(Natural language region descriptions)
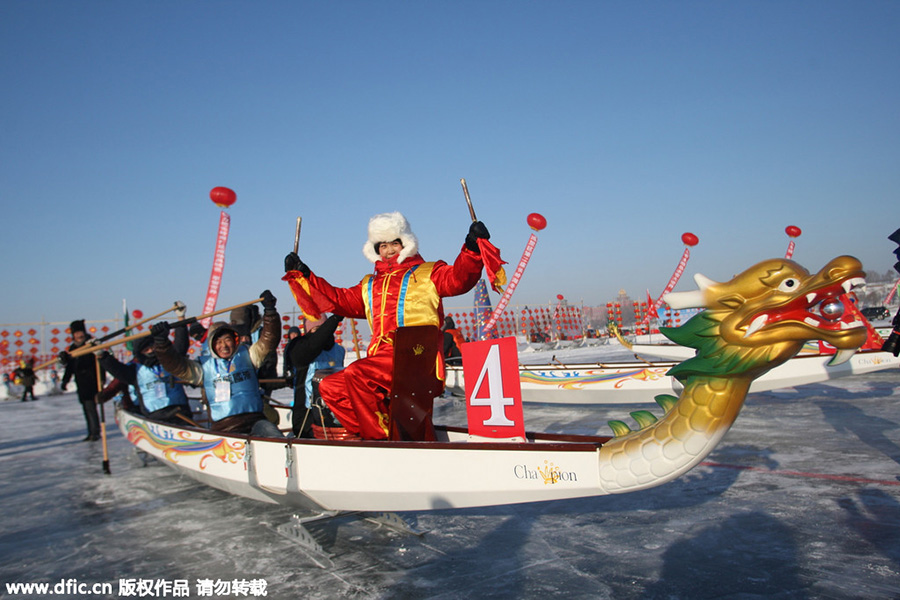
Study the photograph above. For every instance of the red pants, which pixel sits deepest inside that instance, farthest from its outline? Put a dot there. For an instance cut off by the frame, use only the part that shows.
(357, 395)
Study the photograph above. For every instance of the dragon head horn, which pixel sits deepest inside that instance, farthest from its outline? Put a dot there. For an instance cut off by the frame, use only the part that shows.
(693, 299)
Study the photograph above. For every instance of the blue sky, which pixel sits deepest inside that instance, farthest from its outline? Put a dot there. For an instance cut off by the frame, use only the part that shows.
(625, 124)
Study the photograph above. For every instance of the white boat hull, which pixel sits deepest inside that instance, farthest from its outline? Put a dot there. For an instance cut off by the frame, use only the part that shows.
(375, 476)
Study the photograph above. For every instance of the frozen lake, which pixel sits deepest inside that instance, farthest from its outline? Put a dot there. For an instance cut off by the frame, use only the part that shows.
(800, 500)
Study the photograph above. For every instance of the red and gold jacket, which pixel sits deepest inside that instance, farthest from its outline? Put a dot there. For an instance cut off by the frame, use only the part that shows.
(396, 295)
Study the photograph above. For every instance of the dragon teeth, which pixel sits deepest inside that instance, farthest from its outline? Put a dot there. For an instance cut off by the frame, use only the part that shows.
(756, 324)
(841, 357)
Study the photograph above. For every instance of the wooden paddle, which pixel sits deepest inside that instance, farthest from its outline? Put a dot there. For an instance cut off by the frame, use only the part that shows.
(102, 416)
(183, 323)
(468, 200)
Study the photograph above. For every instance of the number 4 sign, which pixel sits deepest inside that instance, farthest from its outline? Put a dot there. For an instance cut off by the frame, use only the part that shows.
(493, 391)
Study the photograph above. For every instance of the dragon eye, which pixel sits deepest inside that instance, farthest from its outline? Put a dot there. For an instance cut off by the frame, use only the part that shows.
(788, 285)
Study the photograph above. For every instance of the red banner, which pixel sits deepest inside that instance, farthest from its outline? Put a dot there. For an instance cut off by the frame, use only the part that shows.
(493, 390)
(215, 278)
(504, 300)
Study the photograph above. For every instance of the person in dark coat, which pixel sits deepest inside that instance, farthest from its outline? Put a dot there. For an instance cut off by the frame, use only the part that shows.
(25, 374)
(84, 369)
(160, 396)
(304, 352)
(287, 367)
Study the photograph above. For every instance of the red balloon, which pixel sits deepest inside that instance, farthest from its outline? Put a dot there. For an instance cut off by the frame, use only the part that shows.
(537, 221)
(689, 239)
(222, 196)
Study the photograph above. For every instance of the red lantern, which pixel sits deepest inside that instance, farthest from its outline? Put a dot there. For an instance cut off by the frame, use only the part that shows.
(689, 239)
(537, 221)
(222, 196)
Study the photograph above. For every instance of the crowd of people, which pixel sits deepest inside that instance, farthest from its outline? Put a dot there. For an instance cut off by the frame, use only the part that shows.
(236, 368)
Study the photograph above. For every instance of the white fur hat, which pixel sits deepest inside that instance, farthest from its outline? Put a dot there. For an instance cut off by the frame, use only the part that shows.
(388, 227)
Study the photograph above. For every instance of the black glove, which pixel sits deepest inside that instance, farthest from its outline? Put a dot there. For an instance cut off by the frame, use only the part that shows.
(476, 230)
(160, 333)
(292, 262)
(268, 301)
(197, 331)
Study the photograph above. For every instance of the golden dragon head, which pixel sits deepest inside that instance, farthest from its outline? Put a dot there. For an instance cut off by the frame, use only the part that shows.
(763, 316)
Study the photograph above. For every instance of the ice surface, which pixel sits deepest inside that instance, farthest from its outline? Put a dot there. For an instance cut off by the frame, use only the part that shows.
(764, 517)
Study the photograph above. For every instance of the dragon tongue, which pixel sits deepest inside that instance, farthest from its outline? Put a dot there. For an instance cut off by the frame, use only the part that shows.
(756, 324)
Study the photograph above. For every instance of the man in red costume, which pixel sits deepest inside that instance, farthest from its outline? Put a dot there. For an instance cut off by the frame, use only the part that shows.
(405, 290)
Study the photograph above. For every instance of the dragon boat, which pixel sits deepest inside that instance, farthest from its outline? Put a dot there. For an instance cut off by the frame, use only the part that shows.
(752, 324)
(637, 382)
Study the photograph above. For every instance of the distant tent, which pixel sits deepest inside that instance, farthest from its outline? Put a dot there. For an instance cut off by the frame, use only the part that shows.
(483, 311)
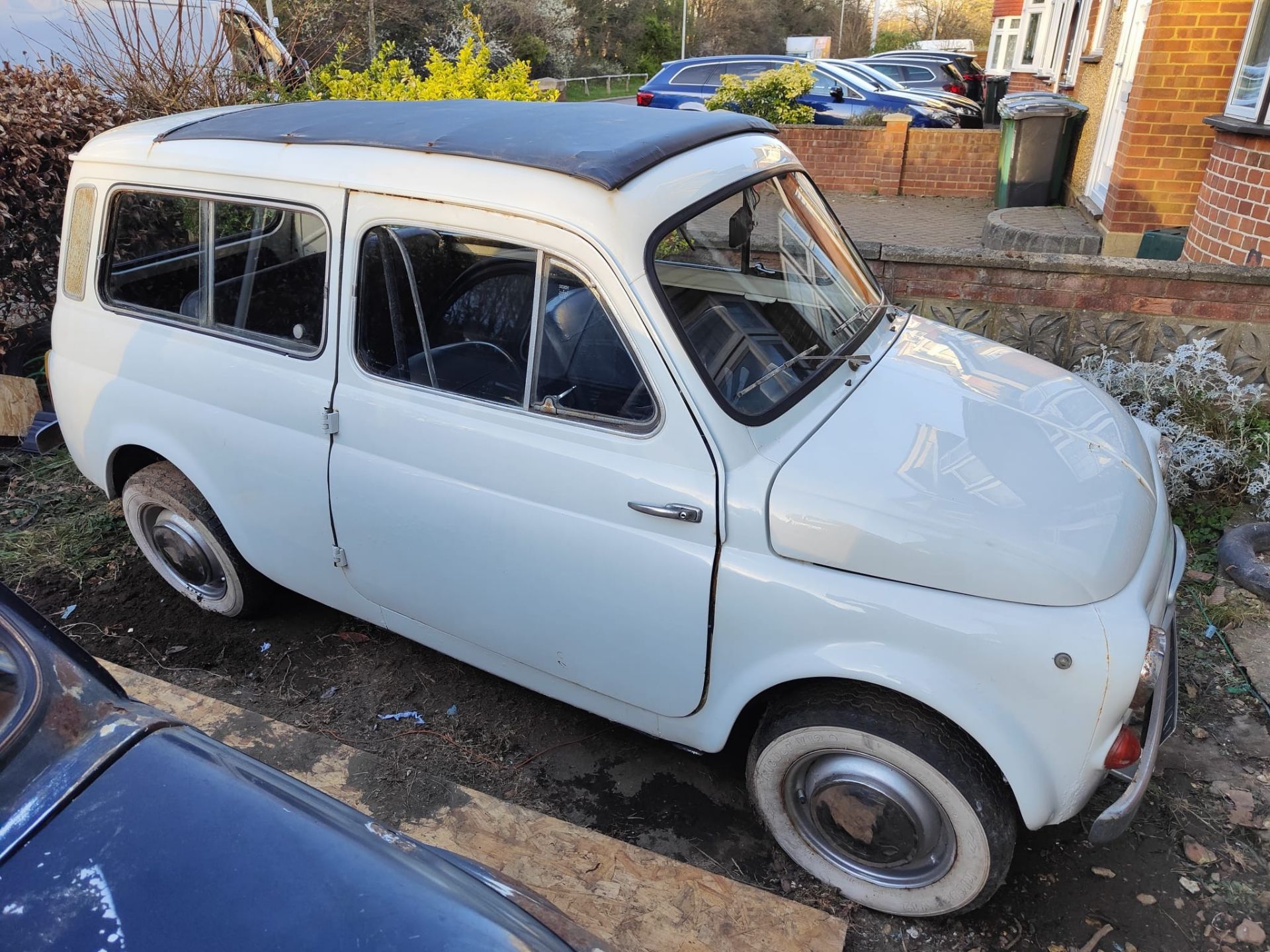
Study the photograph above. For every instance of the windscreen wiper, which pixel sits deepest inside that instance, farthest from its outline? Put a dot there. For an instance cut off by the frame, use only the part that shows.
(773, 372)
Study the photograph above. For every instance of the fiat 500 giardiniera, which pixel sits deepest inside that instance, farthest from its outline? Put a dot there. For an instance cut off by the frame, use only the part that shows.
(603, 400)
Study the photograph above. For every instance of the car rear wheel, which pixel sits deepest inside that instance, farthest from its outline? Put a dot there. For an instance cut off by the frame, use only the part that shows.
(883, 800)
(183, 539)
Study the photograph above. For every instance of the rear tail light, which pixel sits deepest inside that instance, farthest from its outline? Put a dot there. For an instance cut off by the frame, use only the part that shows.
(1152, 664)
(1124, 750)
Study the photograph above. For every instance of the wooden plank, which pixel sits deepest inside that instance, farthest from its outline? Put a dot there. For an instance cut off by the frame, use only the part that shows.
(630, 896)
(19, 403)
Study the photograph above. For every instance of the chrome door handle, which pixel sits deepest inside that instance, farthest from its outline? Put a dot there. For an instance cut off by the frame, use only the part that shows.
(671, 510)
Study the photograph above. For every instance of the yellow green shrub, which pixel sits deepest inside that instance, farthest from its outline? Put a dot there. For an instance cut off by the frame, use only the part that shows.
(770, 95)
(466, 77)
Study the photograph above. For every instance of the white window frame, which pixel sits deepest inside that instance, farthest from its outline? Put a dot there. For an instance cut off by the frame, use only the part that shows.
(1000, 42)
(1082, 32)
(1048, 61)
(1038, 11)
(1257, 112)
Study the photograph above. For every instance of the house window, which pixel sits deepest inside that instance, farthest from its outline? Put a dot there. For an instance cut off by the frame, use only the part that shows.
(1250, 92)
(1003, 45)
(1099, 13)
(1028, 58)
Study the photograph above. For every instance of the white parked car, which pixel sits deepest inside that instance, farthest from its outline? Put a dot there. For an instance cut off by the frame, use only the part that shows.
(603, 400)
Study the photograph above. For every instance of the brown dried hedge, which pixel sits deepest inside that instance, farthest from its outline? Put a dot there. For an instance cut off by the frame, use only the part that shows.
(45, 117)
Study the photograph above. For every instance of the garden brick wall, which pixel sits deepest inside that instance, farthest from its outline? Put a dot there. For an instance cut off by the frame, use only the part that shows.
(1066, 307)
(1232, 214)
(863, 160)
(1184, 74)
(951, 163)
(897, 159)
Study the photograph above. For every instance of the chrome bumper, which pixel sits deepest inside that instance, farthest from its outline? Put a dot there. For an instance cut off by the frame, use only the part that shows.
(1161, 717)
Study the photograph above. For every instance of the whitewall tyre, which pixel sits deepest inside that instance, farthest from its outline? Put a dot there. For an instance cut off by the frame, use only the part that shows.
(883, 800)
(185, 541)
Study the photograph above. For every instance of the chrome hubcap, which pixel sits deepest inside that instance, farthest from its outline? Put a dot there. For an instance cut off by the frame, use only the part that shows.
(869, 819)
(186, 557)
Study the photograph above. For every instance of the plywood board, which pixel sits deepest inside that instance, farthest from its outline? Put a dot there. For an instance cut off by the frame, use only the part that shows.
(630, 896)
(19, 403)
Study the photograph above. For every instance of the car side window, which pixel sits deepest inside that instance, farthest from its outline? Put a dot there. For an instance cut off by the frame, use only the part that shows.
(459, 314)
(695, 75)
(446, 311)
(271, 273)
(585, 367)
(155, 260)
(249, 270)
(824, 83)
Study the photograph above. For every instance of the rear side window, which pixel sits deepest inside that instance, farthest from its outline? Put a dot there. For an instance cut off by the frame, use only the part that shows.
(494, 321)
(155, 262)
(251, 270)
(700, 75)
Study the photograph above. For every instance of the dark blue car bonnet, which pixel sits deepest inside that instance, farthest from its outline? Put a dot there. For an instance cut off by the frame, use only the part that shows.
(186, 846)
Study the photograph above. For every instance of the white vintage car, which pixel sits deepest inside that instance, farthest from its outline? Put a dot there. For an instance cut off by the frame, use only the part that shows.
(603, 400)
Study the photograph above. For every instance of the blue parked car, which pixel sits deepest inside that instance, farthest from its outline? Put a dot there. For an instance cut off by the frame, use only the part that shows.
(836, 97)
(124, 829)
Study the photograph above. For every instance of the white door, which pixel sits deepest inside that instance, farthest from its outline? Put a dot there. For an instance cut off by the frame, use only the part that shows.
(501, 409)
(1121, 85)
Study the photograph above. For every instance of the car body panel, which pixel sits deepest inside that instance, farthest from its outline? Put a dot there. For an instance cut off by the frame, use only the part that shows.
(125, 828)
(185, 843)
(1007, 479)
(556, 489)
(935, 95)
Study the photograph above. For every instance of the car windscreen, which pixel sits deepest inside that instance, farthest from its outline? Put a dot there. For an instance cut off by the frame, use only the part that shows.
(766, 294)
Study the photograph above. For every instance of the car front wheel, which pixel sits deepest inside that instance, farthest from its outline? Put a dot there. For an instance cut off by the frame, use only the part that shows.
(185, 541)
(883, 800)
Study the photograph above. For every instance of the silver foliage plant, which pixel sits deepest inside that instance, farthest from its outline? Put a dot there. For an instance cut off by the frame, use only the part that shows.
(1213, 418)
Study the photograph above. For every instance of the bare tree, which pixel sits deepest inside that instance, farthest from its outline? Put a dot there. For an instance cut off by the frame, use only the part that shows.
(161, 59)
(949, 19)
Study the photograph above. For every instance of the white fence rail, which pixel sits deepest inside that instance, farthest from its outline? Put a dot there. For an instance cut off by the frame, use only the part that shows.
(626, 85)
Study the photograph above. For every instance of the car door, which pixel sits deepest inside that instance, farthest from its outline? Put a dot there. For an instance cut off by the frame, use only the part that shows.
(509, 441)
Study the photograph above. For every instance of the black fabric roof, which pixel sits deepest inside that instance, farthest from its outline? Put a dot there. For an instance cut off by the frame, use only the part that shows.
(603, 143)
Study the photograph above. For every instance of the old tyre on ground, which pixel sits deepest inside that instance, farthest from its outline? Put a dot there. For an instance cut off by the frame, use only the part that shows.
(883, 799)
(1238, 556)
(185, 541)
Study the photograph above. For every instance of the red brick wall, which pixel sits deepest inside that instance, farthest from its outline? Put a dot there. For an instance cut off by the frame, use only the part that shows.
(845, 159)
(951, 163)
(1232, 214)
(1184, 74)
(1080, 285)
(1027, 83)
(897, 159)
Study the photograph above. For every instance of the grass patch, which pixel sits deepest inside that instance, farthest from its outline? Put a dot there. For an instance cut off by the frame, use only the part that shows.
(51, 518)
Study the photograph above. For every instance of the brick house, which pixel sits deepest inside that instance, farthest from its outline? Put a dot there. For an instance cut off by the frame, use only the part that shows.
(1177, 132)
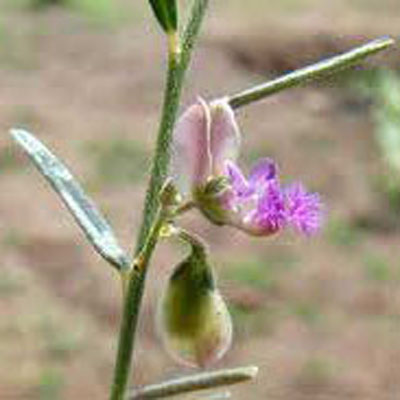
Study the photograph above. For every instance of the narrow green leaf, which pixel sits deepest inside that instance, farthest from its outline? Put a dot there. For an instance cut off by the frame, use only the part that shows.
(166, 12)
(93, 224)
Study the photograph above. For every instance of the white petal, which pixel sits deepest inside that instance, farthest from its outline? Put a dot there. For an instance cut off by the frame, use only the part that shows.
(225, 137)
(190, 158)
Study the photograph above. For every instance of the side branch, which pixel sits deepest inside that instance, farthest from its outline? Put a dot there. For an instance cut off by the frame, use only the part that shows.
(311, 72)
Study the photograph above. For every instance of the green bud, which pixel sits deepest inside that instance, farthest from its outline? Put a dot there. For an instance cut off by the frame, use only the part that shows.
(166, 12)
(209, 199)
(194, 321)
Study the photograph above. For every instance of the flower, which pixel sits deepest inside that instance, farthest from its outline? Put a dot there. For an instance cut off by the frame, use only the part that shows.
(206, 144)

BRIEF >>
Copy nothing except the lines from the one with "Study the photograph above. For every instance of the side" through the end of the records; keep each exactly as it appears, first and last included.

SOLUTION TO THE PROBLEM >>
Study the photograph above. For every instance of the side branch, which pixel sits deepest inside that instance, farthest from its outline? Put a dot there. For an instance cut off by the frame, use only the part that shows.
(311, 72)
Study the photograph above. For every instance of the green bud, which pixel sits deepest inside that instance, farthest from its outline? Put a dot there. For an instance cut off by the frame, use only the part that shows.
(166, 12)
(209, 199)
(194, 321)
Study the photograph above. For every instance of the flower, which pixel sits deepest inside that instance, farthest from its outline? Put a dot there. For an instance cut off by the frame, use only the part that shows.
(206, 144)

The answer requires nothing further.